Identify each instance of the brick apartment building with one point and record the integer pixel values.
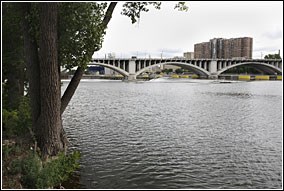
(224, 48)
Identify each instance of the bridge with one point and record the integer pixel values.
(205, 68)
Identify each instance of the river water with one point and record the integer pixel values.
(177, 134)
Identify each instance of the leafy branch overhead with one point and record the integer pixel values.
(134, 9)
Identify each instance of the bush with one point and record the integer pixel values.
(49, 174)
(10, 122)
(17, 122)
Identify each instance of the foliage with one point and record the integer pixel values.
(17, 122)
(13, 65)
(49, 174)
(80, 32)
(134, 9)
(272, 56)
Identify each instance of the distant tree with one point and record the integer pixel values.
(272, 56)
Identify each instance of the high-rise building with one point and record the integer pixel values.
(224, 48)
(188, 55)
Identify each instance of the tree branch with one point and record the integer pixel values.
(72, 86)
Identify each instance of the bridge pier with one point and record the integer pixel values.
(213, 76)
(131, 77)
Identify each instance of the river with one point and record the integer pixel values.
(177, 134)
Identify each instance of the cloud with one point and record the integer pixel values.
(273, 35)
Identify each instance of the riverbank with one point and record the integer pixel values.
(22, 167)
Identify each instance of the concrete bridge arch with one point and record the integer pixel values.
(117, 69)
(264, 67)
(196, 69)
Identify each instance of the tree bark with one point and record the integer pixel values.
(70, 90)
(49, 132)
(72, 86)
(32, 61)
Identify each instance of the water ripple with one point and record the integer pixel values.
(177, 135)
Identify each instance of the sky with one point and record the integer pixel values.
(168, 32)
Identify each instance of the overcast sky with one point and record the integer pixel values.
(169, 32)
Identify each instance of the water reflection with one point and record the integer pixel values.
(190, 134)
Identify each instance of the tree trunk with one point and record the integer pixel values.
(70, 90)
(31, 59)
(50, 132)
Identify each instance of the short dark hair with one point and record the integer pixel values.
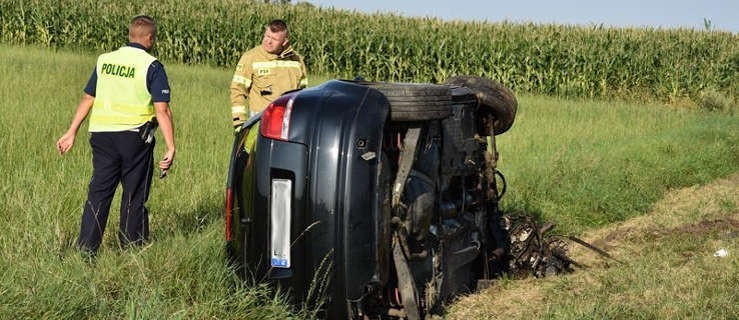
(141, 25)
(277, 25)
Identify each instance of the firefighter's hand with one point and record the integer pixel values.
(167, 161)
(65, 143)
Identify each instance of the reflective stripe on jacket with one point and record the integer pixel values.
(262, 77)
(122, 100)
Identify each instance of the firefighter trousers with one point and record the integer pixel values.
(117, 157)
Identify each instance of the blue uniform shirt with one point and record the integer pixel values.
(156, 80)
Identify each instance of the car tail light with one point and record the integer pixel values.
(229, 213)
(276, 118)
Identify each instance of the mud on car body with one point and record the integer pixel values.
(371, 200)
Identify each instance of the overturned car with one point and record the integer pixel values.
(372, 200)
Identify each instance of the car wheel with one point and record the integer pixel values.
(495, 100)
(416, 102)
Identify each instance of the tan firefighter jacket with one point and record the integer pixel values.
(262, 77)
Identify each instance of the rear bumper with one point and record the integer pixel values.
(336, 223)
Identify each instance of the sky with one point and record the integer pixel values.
(723, 14)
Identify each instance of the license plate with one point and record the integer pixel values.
(280, 226)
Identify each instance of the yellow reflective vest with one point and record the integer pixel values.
(122, 101)
(262, 77)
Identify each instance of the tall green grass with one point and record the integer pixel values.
(182, 274)
(569, 61)
(581, 164)
(586, 164)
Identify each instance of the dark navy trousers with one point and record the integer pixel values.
(117, 157)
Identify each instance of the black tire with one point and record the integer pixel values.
(495, 100)
(416, 102)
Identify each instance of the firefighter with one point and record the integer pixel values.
(265, 72)
(126, 96)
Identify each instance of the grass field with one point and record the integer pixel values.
(583, 164)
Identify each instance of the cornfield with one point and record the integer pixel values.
(562, 60)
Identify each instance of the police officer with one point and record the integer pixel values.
(126, 95)
(265, 72)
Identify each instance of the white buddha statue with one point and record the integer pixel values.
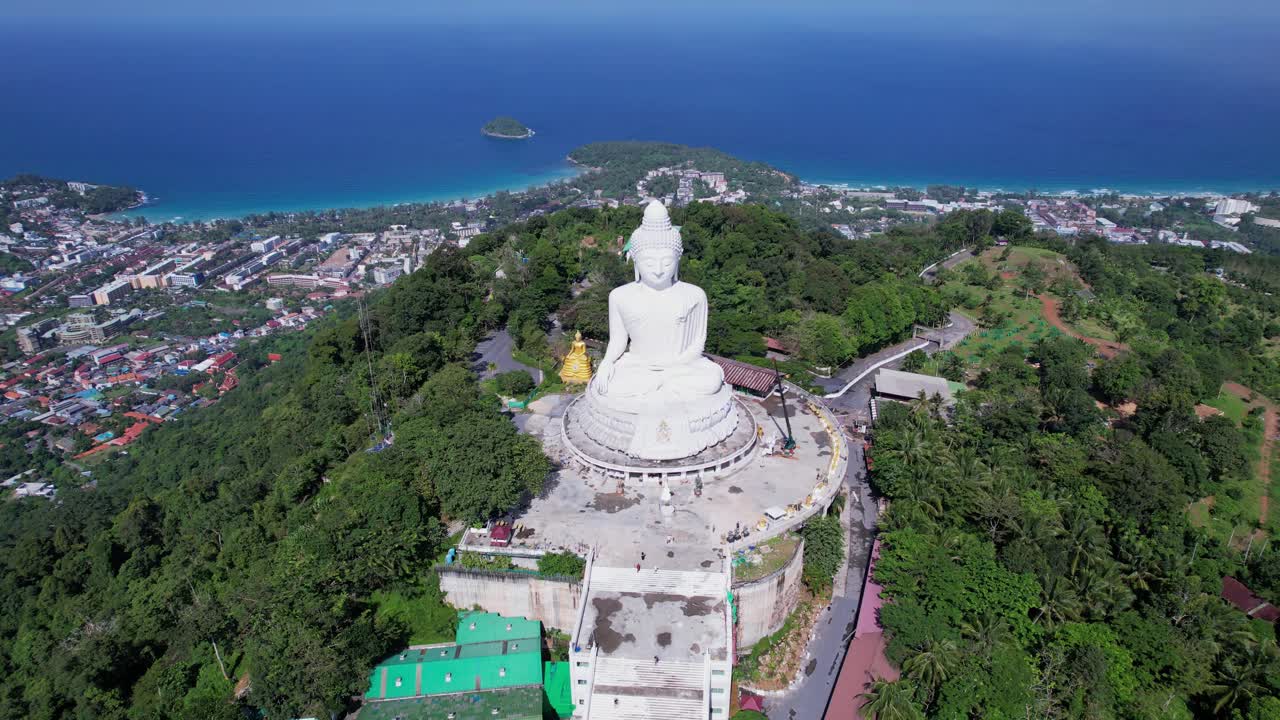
(654, 396)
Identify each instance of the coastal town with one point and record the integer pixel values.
(115, 323)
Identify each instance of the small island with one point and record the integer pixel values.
(507, 128)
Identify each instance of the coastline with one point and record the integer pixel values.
(1144, 188)
(158, 212)
(201, 209)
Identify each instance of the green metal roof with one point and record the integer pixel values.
(511, 703)
(556, 686)
(488, 627)
(453, 669)
(492, 652)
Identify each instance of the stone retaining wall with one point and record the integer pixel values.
(553, 601)
(763, 605)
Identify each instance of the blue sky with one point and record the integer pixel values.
(1002, 12)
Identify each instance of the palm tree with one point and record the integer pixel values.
(1059, 601)
(1240, 680)
(986, 633)
(932, 665)
(890, 700)
(1086, 541)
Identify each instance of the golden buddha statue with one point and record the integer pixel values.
(576, 369)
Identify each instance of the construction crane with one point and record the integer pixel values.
(789, 445)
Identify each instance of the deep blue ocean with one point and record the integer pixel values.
(224, 119)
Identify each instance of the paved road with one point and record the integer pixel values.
(497, 349)
(808, 700)
(856, 396)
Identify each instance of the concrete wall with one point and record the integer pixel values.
(553, 602)
(763, 605)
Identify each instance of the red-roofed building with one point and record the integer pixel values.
(1243, 598)
(777, 346)
(499, 536)
(749, 377)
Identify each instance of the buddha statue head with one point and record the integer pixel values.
(656, 249)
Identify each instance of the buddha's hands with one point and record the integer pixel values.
(603, 376)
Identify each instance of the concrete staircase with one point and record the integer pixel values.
(671, 582)
(643, 707)
(645, 674)
(636, 689)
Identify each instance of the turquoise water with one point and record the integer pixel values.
(225, 119)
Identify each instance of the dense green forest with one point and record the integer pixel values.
(260, 537)
(1038, 552)
(100, 199)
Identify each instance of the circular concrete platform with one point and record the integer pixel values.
(717, 460)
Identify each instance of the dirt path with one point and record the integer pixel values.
(1271, 425)
(1106, 347)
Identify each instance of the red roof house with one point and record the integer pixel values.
(740, 374)
(1243, 598)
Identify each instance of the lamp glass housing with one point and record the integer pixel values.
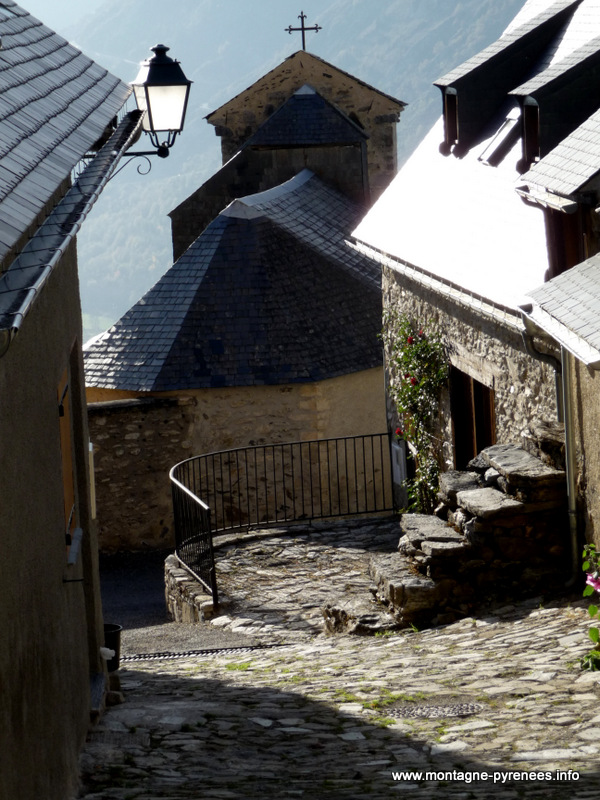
(162, 90)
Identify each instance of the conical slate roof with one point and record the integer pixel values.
(269, 293)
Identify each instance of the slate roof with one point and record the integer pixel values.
(583, 58)
(483, 238)
(568, 308)
(573, 164)
(298, 56)
(55, 103)
(22, 281)
(533, 34)
(269, 293)
(305, 120)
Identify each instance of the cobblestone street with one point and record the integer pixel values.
(342, 716)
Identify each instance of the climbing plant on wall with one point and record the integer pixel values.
(418, 369)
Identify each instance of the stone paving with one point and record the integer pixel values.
(353, 717)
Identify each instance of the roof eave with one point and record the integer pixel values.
(23, 280)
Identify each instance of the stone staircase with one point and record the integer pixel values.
(499, 533)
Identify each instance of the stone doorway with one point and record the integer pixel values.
(473, 417)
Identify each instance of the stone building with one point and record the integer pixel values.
(494, 202)
(266, 328)
(305, 113)
(56, 106)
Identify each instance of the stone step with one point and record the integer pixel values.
(455, 481)
(429, 536)
(358, 615)
(486, 502)
(411, 596)
(519, 467)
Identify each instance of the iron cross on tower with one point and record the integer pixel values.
(303, 28)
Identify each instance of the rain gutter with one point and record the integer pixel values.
(25, 277)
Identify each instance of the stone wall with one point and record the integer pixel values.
(137, 440)
(502, 534)
(487, 349)
(587, 427)
(50, 612)
(374, 111)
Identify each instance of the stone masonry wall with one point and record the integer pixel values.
(252, 171)
(137, 441)
(377, 113)
(489, 351)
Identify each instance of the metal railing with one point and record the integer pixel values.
(193, 535)
(274, 484)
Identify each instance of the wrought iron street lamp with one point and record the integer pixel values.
(161, 91)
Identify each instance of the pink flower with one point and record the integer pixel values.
(594, 582)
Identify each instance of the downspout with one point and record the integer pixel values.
(567, 385)
(564, 413)
(555, 363)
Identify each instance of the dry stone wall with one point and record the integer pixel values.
(501, 533)
(137, 440)
(488, 350)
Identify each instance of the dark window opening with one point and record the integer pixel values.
(473, 417)
(450, 121)
(531, 136)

▶ Brief
Your answer must be the full listing, copied exactly, with no pictures in it.

▶ Answer
Identify each instance of the brick apartment building with one point and record the integer pixel values.
(224, 48)
Identify each instance of the bridge with one point and record the integer pixel values.
(205, 68)
Identify each instance of the river water with one point and record the integer pixel values.
(177, 134)
Identify each instance of the leafy branch overhead with one point and record the integer pixel values.
(134, 9)
Identify each instance of the bush with one point and record the integer pixel values.
(49, 174)
(10, 122)
(17, 122)
Identify each instance of the foliage with one point and record the integer pixel values.
(17, 122)
(13, 65)
(49, 174)
(80, 32)
(134, 9)
(272, 56)
Identify each instance of the distant tree with one point and record the integer pixel values.
(272, 56)
Identify each instance of the high-rise building with one point and record the integer pixel values.
(224, 48)
(188, 55)
Identify each instance of the tree branch with one point and record the integer pixel values.
(72, 86)
Identify each instance of the bridge pier with one point and record the integer pixel values.
(213, 76)
(131, 77)
Identify each instance of the river with one point and record the integer pixel values.
(177, 134)
Identify each instance of the cloud with one point and record the integer pixel values.
(273, 35)
Identify each instance of the riverbank with one point and record the integer pixel values.
(22, 167)
Identify each instance of the concrete bridge arch with one point and record the integer pixel values.
(117, 69)
(264, 67)
(196, 69)
Identify each instance of the tree bark with one point and record the integer pixel values.
(70, 90)
(49, 132)
(72, 86)
(32, 61)
Identify each instance of the water ripple with one point and record the integer pixel values.
(177, 135)
Identify each instance of the sky with one point and record the integer pixel values.
(168, 32)
Identify each instance of the overcast sky with one point and record the integer pixel values.
(169, 32)
Identify each instance of the water reflection with one point and record the integer pixel values.
(190, 134)
Identify each instance of the tree trunk with one point and record the integer pixel values.
(70, 90)
(31, 59)
(50, 132)
Identify each instance of the short dark hair with one point and record the integer pixel values.
(141, 25)
(277, 25)
Identify each instance of the firefighter's hand with one point and record the integer pixel values.
(167, 161)
(65, 143)
Identify each instance of the reflective stripe on jacket with one point and record the integer pixel values.
(262, 77)
(122, 100)
Identify each instance of the firefighter trousers with one point and record the integer pixel values.
(117, 157)
Identify each instance of the blue uniform shirt with one point and record the integer pixel values.
(156, 80)
Identify each instance of the car tail light with one point and record the integer pixel values.
(229, 213)
(276, 118)
Identify each instance of the mud on car body with one point and record the integer pixel values.
(371, 200)
Identify each instance of the overturned car with one point and record the integer pixel values.
(372, 200)
Identify each instance of the car wheel with one point and record the integer pixel values.
(495, 100)
(416, 102)
Identify each instance of the tan firefighter jacket with one point and record the integer pixel values.
(262, 77)
Identify each instance of the rear bumper with one point and record the integer pixel values.
(336, 223)
Identify each instance of the sky with one point and record the integer pixel values.
(723, 14)
Identify each instance of the license plate with one point and record the integer pixel values.
(280, 226)
Identify each instance of the yellow reflective vest with one point and record the integer pixel values.
(122, 101)
(262, 77)
Identify each instance of the tall green grass with one point and record the integer pixel values.
(182, 274)
(569, 61)
(581, 164)
(586, 164)
Identify each instance of the dark navy trousers with one point and record the integer pixel values.
(117, 157)
Identify each instance of the black tire with one point and record the integer pixel values.
(495, 100)
(416, 102)
Identify each instance of the firefighter with one point and record the integer pixel values.
(265, 72)
(126, 96)
Identify each instance of the grass field with one point and record the integer pixel values.
(583, 164)
Identify each instance of the cornfield with one point and record the integer pixel values.
(562, 60)
Identify each instance of the police officer with one point and record the integer pixel values.
(126, 95)
(265, 72)
Identify each instance of the white buddha statue with one point and record the integer pixel values.
(654, 396)
Identify each instance of the coastal town with one point and record the integer pixel values.
(115, 323)
Identify each instance of the small island with one point and record the integer pixel values.
(507, 128)
Identify each instance of the coastline with one point and record the integer pixel values.
(1144, 188)
(158, 212)
(201, 209)
Identify each instance of the green metal roof with one point and record the integer pixel values.
(511, 703)
(556, 686)
(488, 627)
(453, 669)
(492, 652)
Identify each instance of the stone retaining wall with one point and record the integer pixel values.
(553, 601)
(763, 605)
Identify each instance of the blue sky with one point and record the integer pixel values.
(1002, 12)
Identify each instance of the palm tree with one point and record the integer pixel values.
(1059, 601)
(1240, 680)
(986, 633)
(932, 665)
(890, 700)
(1086, 541)
Identify each instance of the golden buddha statue with one point and record the integer pixel values.
(576, 369)
Identify each instance of the construction crane with one point and record the integer pixel values.
(789, 445)
Identify each instance of the deep blue ocean with one point and record the integer pixel values.
(224, 119)
Identify each instance of the paved road with one point and record the integer pixel values.
(497, 349)
(808, 700)
(856, 396)
Identify each instance of the concrete wall with one point and record the integer pixel values.
(553, 602)
(763, 605)
Identify each instance of the red-roofed building with one point and record the integer pixel values.
(1243, 598)
(777, 346)
(499, 536)
(749, 377)
Identify each instance of the buddha statue head with one point and record the integer pixel values.
(656, 249)
Identify each instance of the buddha's hands with one point and record the integer pixel values.
(603, 376)
Identify each instance of the concrete staircase with one point and record the integer pixel values.
(671, 582)
(643, 707)
(645, 674)
(636, 689)
Identify each instance of the turquoise water with one point and record the integer pixel values.
(225, 119)
Identify each instance of the dense green forest with one point and record the integer pixel values.
(260, 537)
(1038, 552)
(100, 199)
Identify each instance of the circular concrete platform with one point and record the integer pixel values.
(717, 460)
Identify each instance of the dirt path with one point and record the integer pixel values.
(1271, 425)
(1106, 347)
Identify each instance of the red roof house with one point and record the integer pixel values.
(740, 374)
(1243, 598)
Identify each instance of the lamp glass housing with one point and record the integer pixel values.
(162, 90)
Identify each instance of the conical slate roof with one point and record the integer pixel values.
(269, 293)
Identify each instance of the slate roof with one point and record the integer pixel values.
(583, 58)
(483, 238)
(568, 308)
(573, 164)
(298, 56)
(55, 103)
(22, 281)
(533, 34)
(269, 293)
(305, 120)
Identify each instance of the cobblestone street with one point and record the integer pixel values.
(342, 716)
Identify each instance of the climbing plant on wall with one point and record the integer pixel values.
(418, 369)
Identify each instance of the stone paving with one point and record the integer pixel values.
(353, 717)
Identify each instance of the roof eave with one point and record the integer pixel values.
(23, 280)
Identify each instance of the stone staircase with one point and record the integer pixel values.
(499, 533)
Identify each instance of the stone doorway with one point and record the integer pixel values.
(473, 417)
Identify each instance of the stone building with one point and record the integer pixel values.
(494, 202)
(266, 328)
(305, 113)
(56, 106)
Identify each instance of the stone step with one point and record the integer pixel values.
(455, 481)
(429, 536)
(358, 615)
(486, 502)
(411, 596)
(519, 467)
Identify each instance of the iron cross on tower with one point and record the integer pixel values.
(303, 28)
Identify each instance of the rain gutter with one point and record the integer pixel values.
(25, 277)
Identify each instance of the stone wall with one point and record the integer pixel values.
(137, 440)
(502, 534)
(487, 349)
(587, 427)
(50, 612)
(374, 111)
Identify each instance of the stone masonry wall with one point and record the integer pixel values.
(252, 171)
(137, 441)
(377, 113)
(489, 351)
Identify each instance of the metal railing with one point and record the integer pixel values.
(193, 535)
(274, 484)
Identify each instance of the wrought iron street lamp with one point and record the integer pixel values.
(161, 91)
Identify each instance of the pink flower with one point and record the integer pixel values.
(594, 582)
Identify each instance of the downspout with one point and record the integer pixel values.
(567, 385)
(564, 413)
(555, 363)
Identify each instance of the dry stone wall with one point and record the integer pixel values.
(501, 533)
(137, 440)
(488, 350)
Identify each instance of the dark window opening with one point and record the integer pixel values.
(473, 417)
(450, 121)
(531, 136)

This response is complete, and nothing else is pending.